> EXTRACT PROVIDED
|---|

The University of Georgia, Athens, Ga, recently released a new study that suggests a commonly prescribed blood pressure-lowering medication may facilitate recovery in the un-affected brain hemisphere after a stroke, bolstering blood vessel growth.
The study reportedly utilized a rat model in which researchers focused their examinations on the healthy side of the brain following stroke. Susan Fagan, PharmD, BCPS, FCCP, professor of clinical and administrative pharmacy at the UGA College of Pharmacy, led the study and voiced her excitement for potentially harnessing the, “restorative properties of the contralesional hemisphere—the other side of the brain—with drug therapies.” She says that, “When most researchers study stroke they compare the animal’s side of the brain that’s damaged to the opposite side, assuming that the side is normal or not affected.”
During the study, researchers blocked a major artery in the brains of two groups of male Wistar rats to induce stroke. A third group of placebo animals were reportedly used in the study to allow researchers to compare healthy brain hemispheres across all groups. A single dose of saline solution was administered to the first group, a dose of the blood pressure drug candesartan was given to the second, and the third placebo group received no treatment.
The study reports that the animals treated with candesartan exhibited higher levels of growth factors that assist in the formation of new blood vessels in the brain and of a “pro-survival” protein. This particular protein was increased in both brain hemispheres, according to researchers, and is responsible for assisting neurons in the brain to survive trauma, like a stroke, while promoting longer life. In addition, researchers say that different types of growth factors dominated different hemispheres in the brain, suggesting that candesartan could provide healing properties that extend beyond the area of damage.
Fagan says that patients are sent to rehab after stroke to retain and make new connections in order to restore function, “Maybe it’s because the other hemisphere takes over. If we could stimulate that with drug therapy and make it even more so, it would help lots of people.”

|---|

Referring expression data
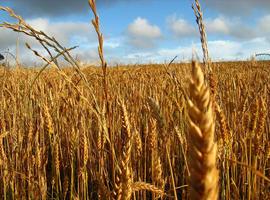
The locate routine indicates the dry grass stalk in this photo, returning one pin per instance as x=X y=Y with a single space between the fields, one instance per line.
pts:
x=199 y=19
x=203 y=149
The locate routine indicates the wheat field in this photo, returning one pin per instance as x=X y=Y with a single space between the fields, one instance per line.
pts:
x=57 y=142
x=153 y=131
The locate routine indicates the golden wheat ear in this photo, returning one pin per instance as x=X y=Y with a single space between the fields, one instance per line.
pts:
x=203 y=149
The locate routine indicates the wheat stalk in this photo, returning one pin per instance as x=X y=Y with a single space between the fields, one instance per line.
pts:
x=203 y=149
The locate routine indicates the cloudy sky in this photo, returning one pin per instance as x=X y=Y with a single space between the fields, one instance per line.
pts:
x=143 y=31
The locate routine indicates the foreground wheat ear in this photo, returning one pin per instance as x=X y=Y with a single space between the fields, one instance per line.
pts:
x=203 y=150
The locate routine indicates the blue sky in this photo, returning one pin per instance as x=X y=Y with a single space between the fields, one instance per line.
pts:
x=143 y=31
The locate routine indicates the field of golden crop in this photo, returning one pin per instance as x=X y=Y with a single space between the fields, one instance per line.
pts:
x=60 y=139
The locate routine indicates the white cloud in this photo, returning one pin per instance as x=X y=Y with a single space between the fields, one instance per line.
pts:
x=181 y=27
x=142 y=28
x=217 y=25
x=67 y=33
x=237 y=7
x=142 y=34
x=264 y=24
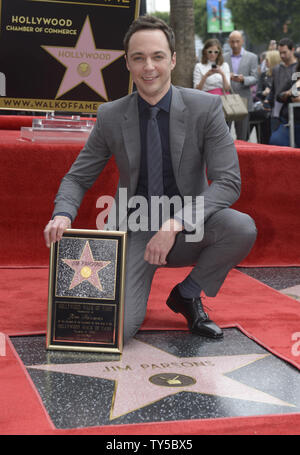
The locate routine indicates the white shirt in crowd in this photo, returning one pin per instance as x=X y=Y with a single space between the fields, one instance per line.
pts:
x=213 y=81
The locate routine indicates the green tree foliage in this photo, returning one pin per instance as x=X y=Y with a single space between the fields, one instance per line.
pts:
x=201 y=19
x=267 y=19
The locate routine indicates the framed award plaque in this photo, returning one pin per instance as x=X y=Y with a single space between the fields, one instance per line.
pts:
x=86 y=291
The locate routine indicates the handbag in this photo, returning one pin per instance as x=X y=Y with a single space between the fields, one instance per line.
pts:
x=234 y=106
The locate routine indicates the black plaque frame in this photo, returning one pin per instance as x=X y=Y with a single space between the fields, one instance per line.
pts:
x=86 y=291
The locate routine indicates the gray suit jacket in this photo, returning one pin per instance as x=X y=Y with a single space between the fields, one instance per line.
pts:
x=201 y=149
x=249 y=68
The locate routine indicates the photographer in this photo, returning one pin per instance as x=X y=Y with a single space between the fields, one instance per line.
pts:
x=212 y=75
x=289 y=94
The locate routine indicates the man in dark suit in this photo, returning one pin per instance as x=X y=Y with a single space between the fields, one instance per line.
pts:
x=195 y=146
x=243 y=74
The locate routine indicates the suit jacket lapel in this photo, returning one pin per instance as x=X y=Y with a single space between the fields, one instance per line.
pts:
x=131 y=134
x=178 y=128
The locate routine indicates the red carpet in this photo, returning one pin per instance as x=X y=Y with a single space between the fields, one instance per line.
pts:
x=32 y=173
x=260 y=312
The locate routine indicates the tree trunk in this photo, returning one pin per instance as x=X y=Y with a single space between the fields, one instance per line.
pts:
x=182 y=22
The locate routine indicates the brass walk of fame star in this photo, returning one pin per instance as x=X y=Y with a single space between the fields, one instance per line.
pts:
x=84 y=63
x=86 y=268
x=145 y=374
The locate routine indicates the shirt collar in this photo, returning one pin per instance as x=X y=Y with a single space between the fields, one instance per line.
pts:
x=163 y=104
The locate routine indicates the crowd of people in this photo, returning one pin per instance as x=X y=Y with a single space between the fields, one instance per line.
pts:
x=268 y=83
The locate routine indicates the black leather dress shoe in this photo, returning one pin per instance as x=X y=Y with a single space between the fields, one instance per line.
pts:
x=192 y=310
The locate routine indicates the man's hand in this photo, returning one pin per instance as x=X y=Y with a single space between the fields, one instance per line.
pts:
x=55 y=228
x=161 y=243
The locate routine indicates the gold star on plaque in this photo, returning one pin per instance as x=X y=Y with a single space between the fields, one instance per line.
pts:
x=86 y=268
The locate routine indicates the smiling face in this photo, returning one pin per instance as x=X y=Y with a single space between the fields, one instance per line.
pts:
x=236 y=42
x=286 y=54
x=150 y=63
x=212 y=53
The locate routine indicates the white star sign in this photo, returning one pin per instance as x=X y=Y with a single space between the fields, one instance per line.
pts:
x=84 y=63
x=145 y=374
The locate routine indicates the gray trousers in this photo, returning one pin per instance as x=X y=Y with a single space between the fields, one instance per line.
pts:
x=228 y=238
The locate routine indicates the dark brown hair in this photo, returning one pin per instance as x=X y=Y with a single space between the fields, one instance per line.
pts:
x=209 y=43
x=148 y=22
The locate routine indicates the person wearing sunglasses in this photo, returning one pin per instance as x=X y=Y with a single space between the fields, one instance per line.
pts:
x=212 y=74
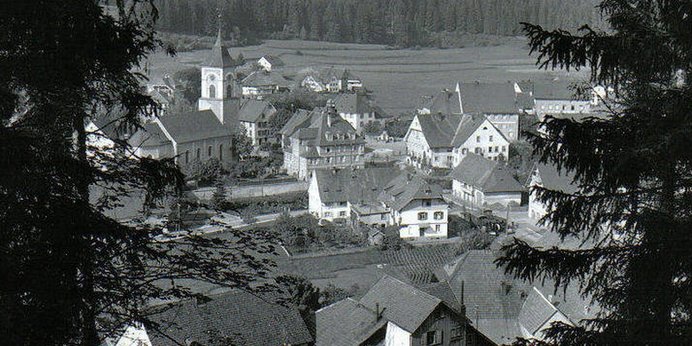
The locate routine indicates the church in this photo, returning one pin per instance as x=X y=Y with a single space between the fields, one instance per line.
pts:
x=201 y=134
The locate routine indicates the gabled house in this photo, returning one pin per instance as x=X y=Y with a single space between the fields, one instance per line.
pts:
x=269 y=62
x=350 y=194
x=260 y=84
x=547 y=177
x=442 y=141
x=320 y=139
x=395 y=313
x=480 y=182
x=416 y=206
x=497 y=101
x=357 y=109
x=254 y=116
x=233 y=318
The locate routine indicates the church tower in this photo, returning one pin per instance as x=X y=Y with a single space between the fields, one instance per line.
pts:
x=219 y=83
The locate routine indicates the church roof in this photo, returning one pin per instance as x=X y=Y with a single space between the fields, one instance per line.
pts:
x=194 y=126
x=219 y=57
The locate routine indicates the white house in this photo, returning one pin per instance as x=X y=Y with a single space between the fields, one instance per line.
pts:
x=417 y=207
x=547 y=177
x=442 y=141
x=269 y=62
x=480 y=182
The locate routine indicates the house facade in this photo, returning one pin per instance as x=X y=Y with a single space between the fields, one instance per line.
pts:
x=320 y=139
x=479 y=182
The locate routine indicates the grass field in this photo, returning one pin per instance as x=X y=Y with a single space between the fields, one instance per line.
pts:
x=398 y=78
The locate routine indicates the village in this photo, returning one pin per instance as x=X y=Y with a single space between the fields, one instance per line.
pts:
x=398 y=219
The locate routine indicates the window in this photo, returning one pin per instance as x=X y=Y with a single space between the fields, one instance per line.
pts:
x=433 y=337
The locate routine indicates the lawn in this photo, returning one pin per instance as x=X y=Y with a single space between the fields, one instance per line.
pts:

|---|

> WORK ORDER
In the article on the stroke study, what was given to the second group of rats?

> YOUR RESPONSE
A dose of the blood pressure drug candesartan.